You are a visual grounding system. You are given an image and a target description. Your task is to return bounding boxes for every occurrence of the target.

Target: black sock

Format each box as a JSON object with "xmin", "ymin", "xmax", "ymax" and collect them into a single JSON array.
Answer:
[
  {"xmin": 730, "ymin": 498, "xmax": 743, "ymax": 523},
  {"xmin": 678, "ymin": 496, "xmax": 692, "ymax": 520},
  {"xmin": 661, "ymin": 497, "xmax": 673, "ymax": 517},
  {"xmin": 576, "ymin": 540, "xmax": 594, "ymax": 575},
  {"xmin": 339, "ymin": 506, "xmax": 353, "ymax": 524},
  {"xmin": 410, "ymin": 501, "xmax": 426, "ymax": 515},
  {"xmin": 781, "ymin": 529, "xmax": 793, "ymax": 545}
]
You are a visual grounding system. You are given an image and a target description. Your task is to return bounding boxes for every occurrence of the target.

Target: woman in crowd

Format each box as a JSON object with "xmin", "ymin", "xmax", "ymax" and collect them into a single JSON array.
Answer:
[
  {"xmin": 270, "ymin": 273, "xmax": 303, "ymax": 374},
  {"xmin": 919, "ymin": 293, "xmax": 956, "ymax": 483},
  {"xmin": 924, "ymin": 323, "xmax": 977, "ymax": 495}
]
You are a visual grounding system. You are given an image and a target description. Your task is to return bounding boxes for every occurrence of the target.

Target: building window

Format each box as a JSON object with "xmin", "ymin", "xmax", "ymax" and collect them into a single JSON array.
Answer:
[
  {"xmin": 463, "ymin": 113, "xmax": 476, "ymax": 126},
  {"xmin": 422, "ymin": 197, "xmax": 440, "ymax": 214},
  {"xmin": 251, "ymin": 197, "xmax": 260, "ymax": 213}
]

☆ ☆ ☆

■ Task details
Retype the data in full, exactly.

■ Exercise response
You are a visual grounding system. You are given an image and a target description. Your task is to return bounding boxes for every occurrence of the target.

Target: black sock

Format each box as a JSON object with "xmin", "ymin", "xmax", "ymax" and collect them into a single JSON array.
Answer:
[
  {"xmin": 730, "ymin": 498, "xmax": 743, "ymax": 523},
  {"xmin": 678, "ymin": 496, "xmax": 692, "ymax": 520},
  {"xmin": 661, "ymin": 497, "xmax": 673, "ymax": 517},
  {"xmin": 576, "ymin": 540, "xmax": 594, "ymax": 575},
  {"xmin": 339, "ymin": 506, "xmax": 353, "ymax": 524},
  {"xmin": 410, "ymin": 501, "xmax": 426, "ymax": 515},
  {"xmin": 781, "ymin": 529, "xmax": 793, "ymax": 545}
]
You are a visual grounding system. You are given an image and a target description. Your task is to return bounding boxes for every occurrence of the target.

Target: woman in crowd

Format each box as a JSON object with "xmin", "ymin", "xmax", "ymax" and collect them into a single JSON array.
Answer:
[
  {"xmin": 270, "ymin": 273, "xmax": 303, "ymax": 374},
  {"xmin": 919, "ymin": 293, "xmax": 956, "ymax": 483},
  {"xmin": 924, "ymin": 323, "xmax": 977, "ymax": 495}
]
You are a visual grounding system. You are given an image and a target description. Your task is to return bounding boxes for every occurrence of the target.

Target: building window

Format each box as a JSON object with "xmin", "ymin", "xmax", "ymax" and collect them into a single JSON array.
Answer:
[
  {"xmin": 463, "ymin": 113, "xmax": 476, "ymax": 126},
  {"xmin": 422, "ymin": 197, "xmax": 440, "ymax": 214},
  {"xmin": 251, "ymin": 197, "xmax": 260, "ymax": 213}
]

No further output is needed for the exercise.